--- START ---
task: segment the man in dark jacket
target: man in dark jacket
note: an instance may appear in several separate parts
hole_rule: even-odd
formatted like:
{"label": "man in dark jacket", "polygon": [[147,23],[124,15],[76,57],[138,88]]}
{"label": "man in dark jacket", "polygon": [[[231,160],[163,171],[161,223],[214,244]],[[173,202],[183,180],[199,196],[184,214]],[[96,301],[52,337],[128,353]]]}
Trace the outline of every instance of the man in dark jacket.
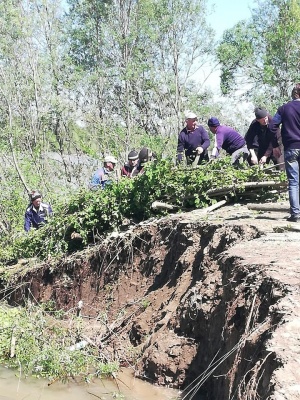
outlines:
--- END ---
#### WHAT THE TASK REQUIRES
Repeat the data word for word, excluding any image.

#### SOLVED EXERCISE
task: segment the man in dark jacket
target: man in dark jacket
note: an instance may appear in several separate parts
hole_rule: even-odd
formatted like:
{"label": "man in dark jacket", "polygon": [[147,23],[124,15],[76,57],[138,88]]}
{"label": "man in dark jacket", "polygon": [[[231,160],[163,171],[161,223],[214,244]],[[173,202],[183,180],[199,196],[184,214]],[[96,301],[52,337],[128,353]]]}
Trace the outline of every instance of the man in dark jacket.
outlines:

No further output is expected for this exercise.